> **TEXTE SOURCE**:
★ ★ ★ ★ ★ ★ ★
Je viens de avec intérêt votre article sur les c(k)alentours et j’ai une remarque à faire.
Jésus Christ parlait l’araméen, et peut-être d’autres langues de l’époque mais certainement pas le français. Donc…?
Bonjour Yves, cette phrase « à calembour » est bien évidemment tirée de la traduction française de l’Évangile de Jésus-Christ selon saint Matthieu (chapitre 16, versets 13 à 23). Bon après-midi.
« 1- la polysémie : des mots ayant plusieurs sens. Exemples : « Nous le savons et pas seulement de Marseille » (Pierre Desproges) »
Que je sache, avec tout le respect que je vous dois, « savons », verbe savoir à la première personne du pluriel de l’indicatif, n’a pas son entrée dans le dictionnaire… Il ne s’agirait donc pas là de polysémie mais d’homographie.
★ ★ ★ ★ ★ ★ ★
> **ENTRÉES EXTRAITES**:

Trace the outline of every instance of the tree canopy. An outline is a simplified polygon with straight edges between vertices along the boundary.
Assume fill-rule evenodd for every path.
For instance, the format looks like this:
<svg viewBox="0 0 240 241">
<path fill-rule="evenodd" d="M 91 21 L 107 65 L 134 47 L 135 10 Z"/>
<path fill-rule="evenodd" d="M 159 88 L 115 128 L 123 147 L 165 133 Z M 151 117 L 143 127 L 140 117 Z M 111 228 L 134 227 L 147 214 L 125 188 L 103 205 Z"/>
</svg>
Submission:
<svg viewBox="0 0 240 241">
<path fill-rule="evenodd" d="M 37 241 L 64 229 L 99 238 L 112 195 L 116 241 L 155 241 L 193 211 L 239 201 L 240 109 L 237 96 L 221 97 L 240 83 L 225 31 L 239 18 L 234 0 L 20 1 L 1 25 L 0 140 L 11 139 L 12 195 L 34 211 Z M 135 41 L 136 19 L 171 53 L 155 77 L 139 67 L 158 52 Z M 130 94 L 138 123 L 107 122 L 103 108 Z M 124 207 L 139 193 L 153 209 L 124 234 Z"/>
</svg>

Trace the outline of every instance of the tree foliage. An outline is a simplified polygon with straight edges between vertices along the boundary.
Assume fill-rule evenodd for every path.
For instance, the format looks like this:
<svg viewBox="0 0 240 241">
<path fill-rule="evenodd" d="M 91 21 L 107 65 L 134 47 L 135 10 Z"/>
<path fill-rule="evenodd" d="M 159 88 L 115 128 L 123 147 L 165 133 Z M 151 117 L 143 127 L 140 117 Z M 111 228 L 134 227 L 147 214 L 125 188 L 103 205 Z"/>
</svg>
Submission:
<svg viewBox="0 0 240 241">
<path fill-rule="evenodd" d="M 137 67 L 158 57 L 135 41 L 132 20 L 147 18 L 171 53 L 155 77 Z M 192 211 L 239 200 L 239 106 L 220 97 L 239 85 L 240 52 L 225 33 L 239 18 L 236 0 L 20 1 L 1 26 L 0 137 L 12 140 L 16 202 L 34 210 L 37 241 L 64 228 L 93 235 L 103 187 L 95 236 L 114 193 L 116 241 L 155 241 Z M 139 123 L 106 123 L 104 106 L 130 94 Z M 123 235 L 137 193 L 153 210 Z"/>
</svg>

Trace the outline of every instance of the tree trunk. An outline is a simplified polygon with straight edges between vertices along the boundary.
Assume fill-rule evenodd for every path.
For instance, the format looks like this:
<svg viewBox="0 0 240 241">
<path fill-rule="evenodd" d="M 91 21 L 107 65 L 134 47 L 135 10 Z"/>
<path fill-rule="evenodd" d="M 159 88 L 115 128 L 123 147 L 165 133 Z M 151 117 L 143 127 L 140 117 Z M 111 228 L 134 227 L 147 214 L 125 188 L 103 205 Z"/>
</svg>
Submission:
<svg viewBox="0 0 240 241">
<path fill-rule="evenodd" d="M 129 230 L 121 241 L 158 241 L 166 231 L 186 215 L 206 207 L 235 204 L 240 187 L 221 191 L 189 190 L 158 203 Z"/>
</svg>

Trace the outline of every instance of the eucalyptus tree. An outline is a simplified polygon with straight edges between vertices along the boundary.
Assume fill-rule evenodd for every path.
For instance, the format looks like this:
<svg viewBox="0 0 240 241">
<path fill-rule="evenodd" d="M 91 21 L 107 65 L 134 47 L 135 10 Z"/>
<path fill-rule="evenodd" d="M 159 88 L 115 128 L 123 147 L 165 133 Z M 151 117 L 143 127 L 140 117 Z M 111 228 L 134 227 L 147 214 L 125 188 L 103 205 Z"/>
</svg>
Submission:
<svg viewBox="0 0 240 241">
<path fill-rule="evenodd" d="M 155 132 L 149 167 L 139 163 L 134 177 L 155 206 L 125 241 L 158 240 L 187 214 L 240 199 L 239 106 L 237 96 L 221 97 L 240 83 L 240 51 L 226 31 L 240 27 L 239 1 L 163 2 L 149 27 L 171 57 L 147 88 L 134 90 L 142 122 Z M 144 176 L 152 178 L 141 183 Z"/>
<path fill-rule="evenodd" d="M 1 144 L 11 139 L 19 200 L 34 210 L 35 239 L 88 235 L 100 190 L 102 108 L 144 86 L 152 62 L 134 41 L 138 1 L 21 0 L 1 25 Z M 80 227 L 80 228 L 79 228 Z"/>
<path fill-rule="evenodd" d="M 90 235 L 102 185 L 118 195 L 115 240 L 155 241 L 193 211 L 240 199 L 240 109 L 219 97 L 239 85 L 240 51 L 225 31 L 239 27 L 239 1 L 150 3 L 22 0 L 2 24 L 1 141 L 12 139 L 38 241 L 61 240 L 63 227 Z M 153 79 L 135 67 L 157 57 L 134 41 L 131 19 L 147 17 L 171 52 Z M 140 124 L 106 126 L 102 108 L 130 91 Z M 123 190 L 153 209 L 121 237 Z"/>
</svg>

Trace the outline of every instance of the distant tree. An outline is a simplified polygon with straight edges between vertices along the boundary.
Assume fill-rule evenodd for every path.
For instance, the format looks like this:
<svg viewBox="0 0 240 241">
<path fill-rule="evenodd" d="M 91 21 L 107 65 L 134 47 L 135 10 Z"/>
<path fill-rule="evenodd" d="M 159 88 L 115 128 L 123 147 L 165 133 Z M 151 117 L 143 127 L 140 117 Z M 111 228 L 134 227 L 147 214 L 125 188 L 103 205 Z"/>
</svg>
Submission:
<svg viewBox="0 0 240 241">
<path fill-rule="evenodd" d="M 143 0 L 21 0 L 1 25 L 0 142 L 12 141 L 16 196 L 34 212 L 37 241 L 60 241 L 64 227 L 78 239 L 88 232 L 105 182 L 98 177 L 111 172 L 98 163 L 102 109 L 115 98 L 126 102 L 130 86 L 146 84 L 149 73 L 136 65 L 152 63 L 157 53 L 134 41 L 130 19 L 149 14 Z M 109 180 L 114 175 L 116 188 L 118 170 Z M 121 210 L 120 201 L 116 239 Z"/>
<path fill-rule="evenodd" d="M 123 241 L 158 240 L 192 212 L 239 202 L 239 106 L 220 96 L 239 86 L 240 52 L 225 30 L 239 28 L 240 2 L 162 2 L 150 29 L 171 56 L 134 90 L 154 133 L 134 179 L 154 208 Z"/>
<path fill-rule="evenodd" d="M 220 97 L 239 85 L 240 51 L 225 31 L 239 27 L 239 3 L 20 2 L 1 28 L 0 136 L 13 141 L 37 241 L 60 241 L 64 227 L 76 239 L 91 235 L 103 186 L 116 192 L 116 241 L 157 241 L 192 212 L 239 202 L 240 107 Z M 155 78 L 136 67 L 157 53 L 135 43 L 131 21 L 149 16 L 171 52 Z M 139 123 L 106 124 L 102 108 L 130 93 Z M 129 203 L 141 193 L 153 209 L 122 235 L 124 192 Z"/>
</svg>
★ ★ ★ ★ ★ ★ ★
Recopiez mot pour mot le passage du texte source qui commence aux mots « Je viens de » et s'arrête après « le français. Donc…? ».

Je viens de avec intérêt votre article sur les c(k)alentours et j’ai une remarque à faire.
Jésus Christ parlait l’araméen, et peut-être d’autres langues de l’époque mais certainement pas le français. Donc…?